* Begin RECORD EXTRACTS *

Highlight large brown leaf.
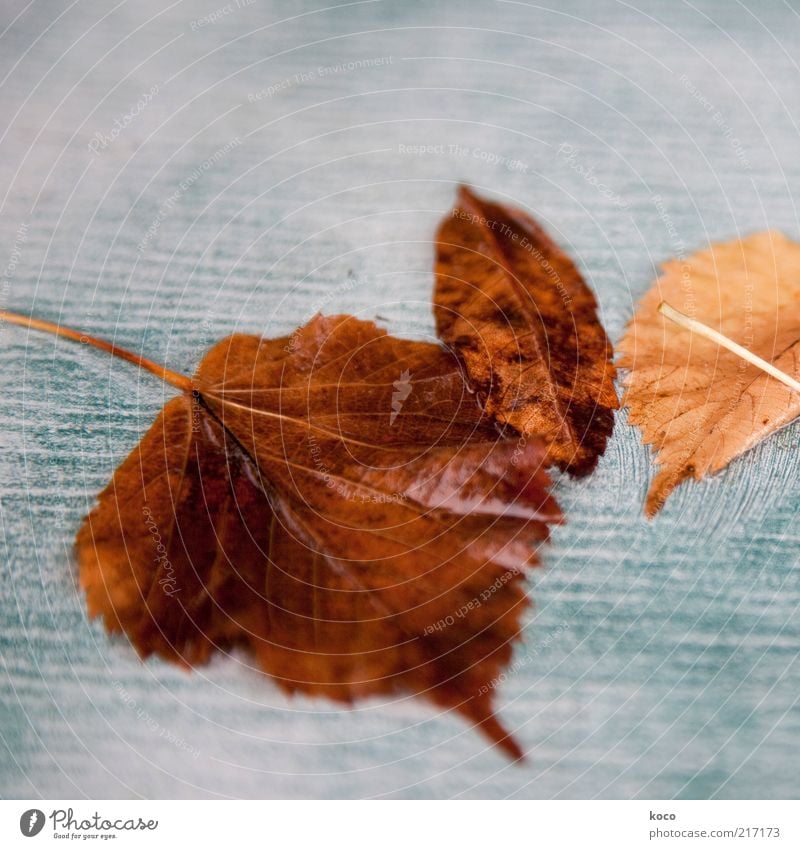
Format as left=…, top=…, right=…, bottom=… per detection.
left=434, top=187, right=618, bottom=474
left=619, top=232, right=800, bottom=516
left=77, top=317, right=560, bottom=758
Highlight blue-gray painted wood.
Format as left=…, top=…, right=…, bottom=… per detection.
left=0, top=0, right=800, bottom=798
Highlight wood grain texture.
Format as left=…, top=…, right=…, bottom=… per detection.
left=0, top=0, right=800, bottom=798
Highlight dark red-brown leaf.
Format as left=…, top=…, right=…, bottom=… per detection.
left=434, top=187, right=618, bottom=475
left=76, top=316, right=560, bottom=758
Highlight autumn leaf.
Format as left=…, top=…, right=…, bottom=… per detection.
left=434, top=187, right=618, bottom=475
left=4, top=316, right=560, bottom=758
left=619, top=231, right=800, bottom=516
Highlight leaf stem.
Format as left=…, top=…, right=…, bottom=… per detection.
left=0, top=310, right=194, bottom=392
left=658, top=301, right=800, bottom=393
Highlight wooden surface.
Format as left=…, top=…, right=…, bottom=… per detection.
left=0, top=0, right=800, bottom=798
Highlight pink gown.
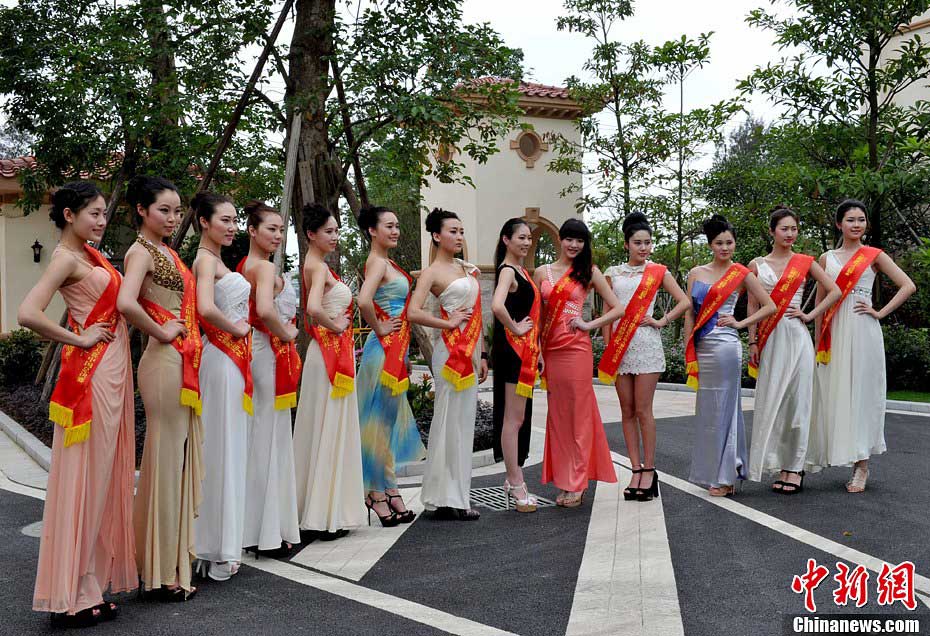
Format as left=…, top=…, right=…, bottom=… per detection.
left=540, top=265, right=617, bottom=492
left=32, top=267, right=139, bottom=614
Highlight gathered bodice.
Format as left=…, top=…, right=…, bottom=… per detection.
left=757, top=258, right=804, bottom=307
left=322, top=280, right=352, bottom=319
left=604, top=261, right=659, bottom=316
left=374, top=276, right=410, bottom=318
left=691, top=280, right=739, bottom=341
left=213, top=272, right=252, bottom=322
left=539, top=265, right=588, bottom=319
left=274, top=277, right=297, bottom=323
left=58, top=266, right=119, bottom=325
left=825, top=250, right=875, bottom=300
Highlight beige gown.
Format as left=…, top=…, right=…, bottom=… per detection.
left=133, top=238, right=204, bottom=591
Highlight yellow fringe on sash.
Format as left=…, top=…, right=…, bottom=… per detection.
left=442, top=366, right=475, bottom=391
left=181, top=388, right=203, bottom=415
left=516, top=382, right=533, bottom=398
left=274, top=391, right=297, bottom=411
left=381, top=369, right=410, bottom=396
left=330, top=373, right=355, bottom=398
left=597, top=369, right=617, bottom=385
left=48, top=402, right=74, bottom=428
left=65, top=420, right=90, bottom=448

* End RECORD EXTRACTS *

**WHAT IS NEEDED**. Output the rows between the lines holding "Highlight gathered bodice." and "left=825, top=250, right=875, bottom=300", inclusive, as a two-column CSV with the headers instruction and response. Give one CSV line per row, putting the row's text and its answer each in a single quoted field with line breaks replaced by spaces.

**SOLUTION TO THIS PROBLEM**.
instruction,response
"Highlight gathered bodice. Format as left=…, top=…, right=…, bottom=… per detection.","left=757, top=258, right=804, bottom=307 left=322, top=280, right=352, bottom=319 left=604, top=261, right=659, bottom=316 left=374, top=276, right=410, bottom=318 left=691, top=280, right=739, bottom=341 left=213, top=272, right=252, bottom=322 left=539, top=265, right=588, bottom=319 left=274, top=277, right=297, bottom=323 left=58, top=266, right=119, bottom=325 left=825, top=250, right=875, bottom=300"